_PROVIDED ENTRIES_:
----

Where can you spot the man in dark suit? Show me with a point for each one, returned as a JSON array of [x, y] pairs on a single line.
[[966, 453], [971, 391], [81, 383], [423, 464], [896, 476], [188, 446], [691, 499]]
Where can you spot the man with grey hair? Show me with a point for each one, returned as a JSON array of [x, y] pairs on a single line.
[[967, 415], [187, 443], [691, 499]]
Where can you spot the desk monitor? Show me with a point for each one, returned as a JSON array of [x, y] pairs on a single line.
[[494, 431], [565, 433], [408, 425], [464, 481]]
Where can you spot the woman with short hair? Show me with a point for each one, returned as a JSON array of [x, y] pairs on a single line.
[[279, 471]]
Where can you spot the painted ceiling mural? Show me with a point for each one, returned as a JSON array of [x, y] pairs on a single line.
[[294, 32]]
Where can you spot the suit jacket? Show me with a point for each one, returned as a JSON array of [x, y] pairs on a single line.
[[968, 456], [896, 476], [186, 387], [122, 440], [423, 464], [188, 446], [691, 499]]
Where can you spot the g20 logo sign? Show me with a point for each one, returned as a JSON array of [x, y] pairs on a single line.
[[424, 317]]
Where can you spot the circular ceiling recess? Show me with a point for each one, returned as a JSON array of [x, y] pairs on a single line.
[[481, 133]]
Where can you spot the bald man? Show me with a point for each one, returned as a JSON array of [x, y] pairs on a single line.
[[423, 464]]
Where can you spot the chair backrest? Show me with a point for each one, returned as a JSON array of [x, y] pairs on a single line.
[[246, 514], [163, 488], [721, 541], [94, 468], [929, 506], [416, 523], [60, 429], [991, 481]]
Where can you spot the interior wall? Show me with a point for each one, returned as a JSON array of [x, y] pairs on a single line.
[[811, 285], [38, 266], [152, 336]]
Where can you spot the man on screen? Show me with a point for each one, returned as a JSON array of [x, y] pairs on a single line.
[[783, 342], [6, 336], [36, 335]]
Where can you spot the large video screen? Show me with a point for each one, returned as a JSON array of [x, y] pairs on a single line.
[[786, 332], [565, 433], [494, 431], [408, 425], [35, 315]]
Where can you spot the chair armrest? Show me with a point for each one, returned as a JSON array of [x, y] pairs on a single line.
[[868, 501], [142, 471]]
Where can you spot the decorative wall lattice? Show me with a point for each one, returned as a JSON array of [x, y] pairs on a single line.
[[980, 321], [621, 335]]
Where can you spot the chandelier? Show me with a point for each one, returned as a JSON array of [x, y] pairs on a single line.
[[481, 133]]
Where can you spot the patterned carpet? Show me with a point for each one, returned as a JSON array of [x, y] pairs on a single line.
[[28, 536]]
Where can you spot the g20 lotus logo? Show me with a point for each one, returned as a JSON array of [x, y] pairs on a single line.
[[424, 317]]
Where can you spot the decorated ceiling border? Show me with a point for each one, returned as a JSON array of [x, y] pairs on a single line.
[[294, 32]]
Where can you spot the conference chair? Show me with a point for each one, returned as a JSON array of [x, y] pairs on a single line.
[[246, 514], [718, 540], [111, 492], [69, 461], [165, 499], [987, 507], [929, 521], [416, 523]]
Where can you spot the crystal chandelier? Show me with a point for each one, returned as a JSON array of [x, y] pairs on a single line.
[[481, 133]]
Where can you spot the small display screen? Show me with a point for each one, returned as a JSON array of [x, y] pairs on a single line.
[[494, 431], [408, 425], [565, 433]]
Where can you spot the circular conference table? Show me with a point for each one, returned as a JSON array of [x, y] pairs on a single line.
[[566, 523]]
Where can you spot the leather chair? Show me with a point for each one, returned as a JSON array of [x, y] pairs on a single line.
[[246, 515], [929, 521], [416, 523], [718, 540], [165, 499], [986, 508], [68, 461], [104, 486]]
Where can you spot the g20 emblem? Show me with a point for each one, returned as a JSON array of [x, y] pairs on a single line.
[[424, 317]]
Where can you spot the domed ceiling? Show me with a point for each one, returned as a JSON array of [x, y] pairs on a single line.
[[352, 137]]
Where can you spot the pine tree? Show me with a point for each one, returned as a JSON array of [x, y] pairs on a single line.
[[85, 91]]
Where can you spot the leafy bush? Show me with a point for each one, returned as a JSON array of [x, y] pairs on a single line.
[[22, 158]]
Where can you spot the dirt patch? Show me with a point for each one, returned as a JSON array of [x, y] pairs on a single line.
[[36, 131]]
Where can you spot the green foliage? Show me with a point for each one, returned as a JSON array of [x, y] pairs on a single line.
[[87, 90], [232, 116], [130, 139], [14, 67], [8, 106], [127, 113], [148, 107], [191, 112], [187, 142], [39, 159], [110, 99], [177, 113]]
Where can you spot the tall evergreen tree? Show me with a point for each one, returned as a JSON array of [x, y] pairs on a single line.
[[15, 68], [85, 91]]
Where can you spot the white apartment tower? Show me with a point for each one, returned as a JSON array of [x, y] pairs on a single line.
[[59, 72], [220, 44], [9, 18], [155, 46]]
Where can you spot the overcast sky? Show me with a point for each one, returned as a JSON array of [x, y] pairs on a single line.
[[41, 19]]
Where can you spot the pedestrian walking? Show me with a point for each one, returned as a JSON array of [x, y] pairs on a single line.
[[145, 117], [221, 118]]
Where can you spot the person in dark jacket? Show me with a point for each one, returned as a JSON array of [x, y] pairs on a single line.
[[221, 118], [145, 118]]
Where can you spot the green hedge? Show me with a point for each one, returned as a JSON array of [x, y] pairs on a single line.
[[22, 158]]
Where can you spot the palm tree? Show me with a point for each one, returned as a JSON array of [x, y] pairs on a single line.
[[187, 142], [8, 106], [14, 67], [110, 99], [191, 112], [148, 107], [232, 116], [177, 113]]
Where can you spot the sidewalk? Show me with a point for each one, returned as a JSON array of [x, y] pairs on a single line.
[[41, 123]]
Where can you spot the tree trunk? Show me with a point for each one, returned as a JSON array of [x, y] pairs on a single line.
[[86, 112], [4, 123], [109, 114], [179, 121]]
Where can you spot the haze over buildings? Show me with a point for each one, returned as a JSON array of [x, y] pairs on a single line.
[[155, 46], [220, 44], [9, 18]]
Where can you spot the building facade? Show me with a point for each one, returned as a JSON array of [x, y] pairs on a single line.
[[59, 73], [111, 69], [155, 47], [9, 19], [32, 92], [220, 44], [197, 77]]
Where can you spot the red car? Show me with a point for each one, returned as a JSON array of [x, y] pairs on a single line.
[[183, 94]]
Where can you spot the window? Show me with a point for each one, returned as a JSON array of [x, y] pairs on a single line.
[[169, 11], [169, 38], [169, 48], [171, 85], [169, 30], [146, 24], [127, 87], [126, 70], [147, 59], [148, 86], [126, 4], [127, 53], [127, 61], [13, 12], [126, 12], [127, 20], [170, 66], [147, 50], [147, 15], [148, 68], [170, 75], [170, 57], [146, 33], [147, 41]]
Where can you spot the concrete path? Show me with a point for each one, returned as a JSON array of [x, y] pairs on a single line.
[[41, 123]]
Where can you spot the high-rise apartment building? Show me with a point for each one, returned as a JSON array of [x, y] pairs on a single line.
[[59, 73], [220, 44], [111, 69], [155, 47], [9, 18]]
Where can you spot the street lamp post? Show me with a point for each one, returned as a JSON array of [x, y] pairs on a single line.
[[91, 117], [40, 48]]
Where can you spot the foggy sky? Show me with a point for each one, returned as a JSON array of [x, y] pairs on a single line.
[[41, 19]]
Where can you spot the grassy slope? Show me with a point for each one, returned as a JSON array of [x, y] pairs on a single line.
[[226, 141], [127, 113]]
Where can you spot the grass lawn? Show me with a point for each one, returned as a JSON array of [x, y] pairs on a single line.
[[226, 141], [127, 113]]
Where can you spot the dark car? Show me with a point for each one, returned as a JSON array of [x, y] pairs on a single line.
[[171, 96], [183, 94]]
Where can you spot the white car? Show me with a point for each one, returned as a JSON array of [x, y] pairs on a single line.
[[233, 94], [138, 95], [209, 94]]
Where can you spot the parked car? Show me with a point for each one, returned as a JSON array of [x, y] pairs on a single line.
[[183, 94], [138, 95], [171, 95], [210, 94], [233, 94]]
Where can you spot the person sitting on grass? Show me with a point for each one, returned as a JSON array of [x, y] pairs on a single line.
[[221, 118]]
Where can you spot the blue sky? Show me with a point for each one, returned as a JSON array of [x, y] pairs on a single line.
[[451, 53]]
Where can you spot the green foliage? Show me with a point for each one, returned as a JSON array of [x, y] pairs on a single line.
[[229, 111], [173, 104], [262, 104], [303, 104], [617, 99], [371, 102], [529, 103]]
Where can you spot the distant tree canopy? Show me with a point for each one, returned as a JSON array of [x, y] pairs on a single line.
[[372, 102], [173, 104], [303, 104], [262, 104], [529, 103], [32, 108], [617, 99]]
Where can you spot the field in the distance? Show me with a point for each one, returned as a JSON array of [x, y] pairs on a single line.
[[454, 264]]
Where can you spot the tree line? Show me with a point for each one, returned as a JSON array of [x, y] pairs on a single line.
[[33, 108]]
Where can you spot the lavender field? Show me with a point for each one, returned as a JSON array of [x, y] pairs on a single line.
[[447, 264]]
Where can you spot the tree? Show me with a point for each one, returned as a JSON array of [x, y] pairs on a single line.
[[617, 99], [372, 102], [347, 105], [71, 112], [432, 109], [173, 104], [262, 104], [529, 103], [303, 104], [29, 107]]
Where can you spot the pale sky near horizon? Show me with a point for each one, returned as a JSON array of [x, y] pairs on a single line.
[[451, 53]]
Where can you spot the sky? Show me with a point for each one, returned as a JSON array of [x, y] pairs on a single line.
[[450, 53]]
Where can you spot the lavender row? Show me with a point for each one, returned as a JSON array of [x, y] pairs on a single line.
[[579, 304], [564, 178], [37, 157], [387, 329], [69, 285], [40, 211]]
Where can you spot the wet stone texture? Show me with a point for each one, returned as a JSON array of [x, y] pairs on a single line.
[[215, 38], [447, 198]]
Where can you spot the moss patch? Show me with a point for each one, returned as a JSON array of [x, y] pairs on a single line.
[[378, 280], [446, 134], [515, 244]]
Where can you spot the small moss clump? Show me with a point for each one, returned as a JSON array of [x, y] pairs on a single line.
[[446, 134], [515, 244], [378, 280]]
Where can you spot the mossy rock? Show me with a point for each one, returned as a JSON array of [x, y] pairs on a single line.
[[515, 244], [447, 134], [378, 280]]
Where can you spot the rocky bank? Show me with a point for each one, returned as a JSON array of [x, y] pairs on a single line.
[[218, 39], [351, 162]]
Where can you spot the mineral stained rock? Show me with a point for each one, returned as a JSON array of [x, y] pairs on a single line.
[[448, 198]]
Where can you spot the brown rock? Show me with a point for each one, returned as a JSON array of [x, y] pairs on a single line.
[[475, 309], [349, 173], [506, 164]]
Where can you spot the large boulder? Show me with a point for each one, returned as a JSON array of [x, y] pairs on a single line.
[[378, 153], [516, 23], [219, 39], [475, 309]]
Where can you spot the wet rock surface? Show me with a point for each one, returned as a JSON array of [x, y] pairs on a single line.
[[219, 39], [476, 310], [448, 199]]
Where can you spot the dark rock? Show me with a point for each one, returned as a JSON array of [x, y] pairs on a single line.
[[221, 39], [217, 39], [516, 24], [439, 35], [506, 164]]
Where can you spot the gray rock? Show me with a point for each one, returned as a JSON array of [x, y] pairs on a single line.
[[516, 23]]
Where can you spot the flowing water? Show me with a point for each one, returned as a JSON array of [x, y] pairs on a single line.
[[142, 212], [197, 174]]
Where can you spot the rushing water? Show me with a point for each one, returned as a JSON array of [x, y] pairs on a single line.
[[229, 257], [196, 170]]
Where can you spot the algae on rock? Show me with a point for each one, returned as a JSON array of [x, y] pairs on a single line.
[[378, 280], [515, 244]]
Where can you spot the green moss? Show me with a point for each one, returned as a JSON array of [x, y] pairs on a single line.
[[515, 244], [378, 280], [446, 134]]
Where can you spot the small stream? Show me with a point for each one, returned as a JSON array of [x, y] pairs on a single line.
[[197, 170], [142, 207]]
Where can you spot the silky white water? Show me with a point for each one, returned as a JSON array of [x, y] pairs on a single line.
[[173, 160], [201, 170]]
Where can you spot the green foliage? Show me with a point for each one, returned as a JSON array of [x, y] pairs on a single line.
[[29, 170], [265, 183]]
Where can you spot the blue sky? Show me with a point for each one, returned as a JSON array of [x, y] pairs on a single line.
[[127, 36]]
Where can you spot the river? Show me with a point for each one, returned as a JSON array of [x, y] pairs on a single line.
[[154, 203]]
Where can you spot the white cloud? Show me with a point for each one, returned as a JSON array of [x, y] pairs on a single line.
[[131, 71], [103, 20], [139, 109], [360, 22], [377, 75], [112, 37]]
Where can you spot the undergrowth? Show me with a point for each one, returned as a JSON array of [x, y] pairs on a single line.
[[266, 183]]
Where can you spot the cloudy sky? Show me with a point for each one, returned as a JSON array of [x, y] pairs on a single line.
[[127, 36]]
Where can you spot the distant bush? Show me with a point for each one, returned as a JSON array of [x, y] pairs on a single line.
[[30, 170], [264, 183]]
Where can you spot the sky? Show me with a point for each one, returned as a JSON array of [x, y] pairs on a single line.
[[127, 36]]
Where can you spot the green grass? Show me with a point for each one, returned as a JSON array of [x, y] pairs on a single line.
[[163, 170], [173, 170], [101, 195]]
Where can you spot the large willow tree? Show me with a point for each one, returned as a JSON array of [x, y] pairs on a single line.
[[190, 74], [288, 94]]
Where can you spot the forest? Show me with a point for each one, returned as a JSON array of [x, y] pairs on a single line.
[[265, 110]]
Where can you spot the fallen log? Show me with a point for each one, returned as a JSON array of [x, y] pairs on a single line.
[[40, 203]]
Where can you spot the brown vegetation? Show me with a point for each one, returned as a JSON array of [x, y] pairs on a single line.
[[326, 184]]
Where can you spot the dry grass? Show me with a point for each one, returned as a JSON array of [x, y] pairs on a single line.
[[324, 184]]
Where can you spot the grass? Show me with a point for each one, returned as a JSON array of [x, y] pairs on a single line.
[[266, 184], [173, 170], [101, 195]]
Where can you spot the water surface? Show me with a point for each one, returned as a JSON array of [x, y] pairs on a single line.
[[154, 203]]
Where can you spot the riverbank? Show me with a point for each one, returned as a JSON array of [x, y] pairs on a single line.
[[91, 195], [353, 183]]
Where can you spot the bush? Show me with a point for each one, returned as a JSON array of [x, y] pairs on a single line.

----

_WORK TO COMPLETE_:
Where the line containing "Where can you spot the fallen" appears in the records above, begin there and print every line through the last, exactly and with nothing else.

_FINISHED EXERCISE_:
Where can you spot the fallen log? Show me with a point for each one, returned as a JSON array of [x, y] pairs on a single line.
[[40, 203]]
Where can you spot the brown vegetation? Show me with a point for each one, returned as a JSON array of [x, y] pairs on a single line.
[[326, 184]]
Where can you spot the dry grass? Show me with a point for each one, returned as a JSON array of [x, y] pairs on a single line.
[[324, 184]]
Where can you spot the grass? Show me with a point for each one, returned as a JSON array of [x, y] pairs on a single line.
[[266, 184], [173, 170], [101, 195]]
Where can you spot the water surface? Show me with a point for each one, returned as a JSON array of [x, y] pairs on a single line.
[[154, 203]]
Where can you spot the riverbank? Show me with a point for each one, returned as a JSON array of [x, y] pairs on a single line.
[[91, 195], [353, 183]]
Where can you spot the bush? Show me with a point for each one, returned as a JSON array of [x, y] pairs on a single line.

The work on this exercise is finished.